**CEL:** Przedstaw wszystkie wiersze danych jako tabelę Markdown z kolumną „Nr” na numer wiersza i kolumną „Treść” na sam wiersz. Puste wiersze pomiń.

**WIERSZE:**
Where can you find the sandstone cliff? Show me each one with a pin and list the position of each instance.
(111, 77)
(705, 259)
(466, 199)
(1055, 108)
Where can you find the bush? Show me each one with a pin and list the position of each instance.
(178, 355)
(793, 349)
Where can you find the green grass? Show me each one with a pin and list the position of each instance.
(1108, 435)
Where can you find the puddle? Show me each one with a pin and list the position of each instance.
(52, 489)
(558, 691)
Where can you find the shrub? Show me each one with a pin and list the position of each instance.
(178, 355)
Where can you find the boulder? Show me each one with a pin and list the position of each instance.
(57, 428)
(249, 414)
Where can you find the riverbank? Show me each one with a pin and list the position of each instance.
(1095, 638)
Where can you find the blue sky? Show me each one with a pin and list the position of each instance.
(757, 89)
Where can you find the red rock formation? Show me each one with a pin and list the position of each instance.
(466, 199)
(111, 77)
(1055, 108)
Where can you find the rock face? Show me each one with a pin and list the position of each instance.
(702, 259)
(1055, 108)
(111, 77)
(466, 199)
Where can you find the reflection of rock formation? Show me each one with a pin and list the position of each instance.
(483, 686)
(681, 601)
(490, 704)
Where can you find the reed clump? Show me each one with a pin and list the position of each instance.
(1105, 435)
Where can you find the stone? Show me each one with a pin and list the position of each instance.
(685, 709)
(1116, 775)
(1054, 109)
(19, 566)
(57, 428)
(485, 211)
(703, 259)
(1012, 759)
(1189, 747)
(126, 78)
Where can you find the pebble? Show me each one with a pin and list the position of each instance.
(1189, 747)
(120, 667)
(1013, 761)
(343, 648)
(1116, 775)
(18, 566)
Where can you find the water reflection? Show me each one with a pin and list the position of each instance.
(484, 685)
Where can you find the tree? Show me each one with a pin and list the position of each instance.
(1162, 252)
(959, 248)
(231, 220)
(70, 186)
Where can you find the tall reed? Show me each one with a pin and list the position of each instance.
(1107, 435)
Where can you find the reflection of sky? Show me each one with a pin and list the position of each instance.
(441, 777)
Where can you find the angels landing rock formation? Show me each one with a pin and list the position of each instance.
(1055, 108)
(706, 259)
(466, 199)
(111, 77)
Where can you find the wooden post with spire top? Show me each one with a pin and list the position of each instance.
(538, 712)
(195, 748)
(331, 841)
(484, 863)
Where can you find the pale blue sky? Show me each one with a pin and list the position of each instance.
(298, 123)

**ODPOWIEDŹ:**
| Nr | Treść |
|---|---|
| 1 | Where can you find the sandstone cliff? Show me each one with a pin and list the position of each instance. |
| 2 | (111, 77) |
| 3 | (705, 259) |
| 4 | (466, 199) |
| 5 | (1055, 108) |
| 6 | Where can you find the bush? Show me each one with a pin and list the position of each instance. |
| 7 | (178, 355) |
| 8 | (793, 349) |
| 9 | Where can you find the green grass? Show me each one with a pin and list the position of each instance. |
| 10 | (1108, 435) |
| 11 | Where can you find the puddle? Show me each one with a pin and list the position of each instance. |
| 12 | (52, 489) |
| 13 | (558, 691) |
| 14 | Where can you find the shrub? Show me each one with a pin and list the position of each instance. |
| 15 | (178, 355) |
| 16 | Where can you find the boulder? Show me each one with a pin and list the position of each instance. |
| 17 | (57, 428) |
| 18 | (249, 414) |
| 19 | Where can you find the riverbank? Show me each one with a pin and list the position of each instance. |
| 20 | (1095, 638) |
| 21 | Where can you find the blue sky? Show me each one with a pin and list the position of each instance. |
| 22 | (757, 89) |
| 23 | Where can you find the red rock formation? Show me each one with a pin and list the position of each instance. |
| 24 | (466, 199) |
| 25 | (111, 77) |
| 26 | (1055, 108) |
| 27 | Where can you find the rock face? Show me each one with a pin and list the position of each instance. |
| 28 | (702, 259) |
| 29 | (1055, 108) |
| 30 | (111, 77) |
| 31 | (466, 199) |
| 32 | Where can you find the reflection of rock formation? Show me each one with a pin and list the position of each instance. |
| 33 | (483, 686) |
| 34 | (681, 601) |
| 35 | (490, 704) |
| 36 | Where can you find the reed clump? Show me each one with a pin and list the position of each instance. |
| 37 | (1105, 435) |
| 38 | Where can you find the stone? Show me each one with a pin and list the position of each instance. |
| 39 | (685, 709) |
| 40 | (1116, 775) |
| 41 | (1054, 109) |
| 42 | (19, 566) |
| 43 | (57, 428) |
| 44 | (485, 211) |
| 45 | (703, 259) |
| 46 | (1012, 759) |
| 47 | (1189, 747) |
| 48 | (126, 78) |
| 49 | Where can you find the pebble? Show me each one with a pin and list the position of each instance. |
| 50 | (1189, 747) |
| 51 | (120, 667) |
| 52 | (1013, 761) |
| 53 | (343, 648) |
| 54 | (1116, 775) |
| 55 | (18, 566) |
| 56 | Where can you find the water reflection? Show me each one with a pin and list the position of each instance. |
| 57 | (484, 685) |
| 58 | Where can you find the tree? Show me each one with a pin and list the position of each instance. |
| 59 | (1162, 252) |
| 60 | (959, 248) |
| 61 | (231, 220) |
| 62 | (70, 186) |
| 63 | Where can you find the tall reed? Show me each one with a pin and list the position of each instance. |
| 64 | (1107, 435) |
| 65 | Where can you find the reflection of sky? Show me each one with a pin and list the position of each instance. |
| 66 | (441, 777) |
| 67 | Where can you find the angels landing rock formation? Show me each one with a pin and list the position of each instance. |
| 68 | (1055, 108) |
| 69 | (706, 259) |
| 70 | (466, 199) |
| 71 | (111, 77) |
| 72 | Where can you find the wooden post with spire top? Show me each one with a pin and list the position of each instance. |
| 73 | (538, 712) |
| 74 | (195, 748) |
| 75 | (331, 841) |
| 76 | (484, 863) |
| 77 | Where can you find the pale blue sky? Show me each one with a pin and list the position of each instance. |
| 78 | (298, 123) |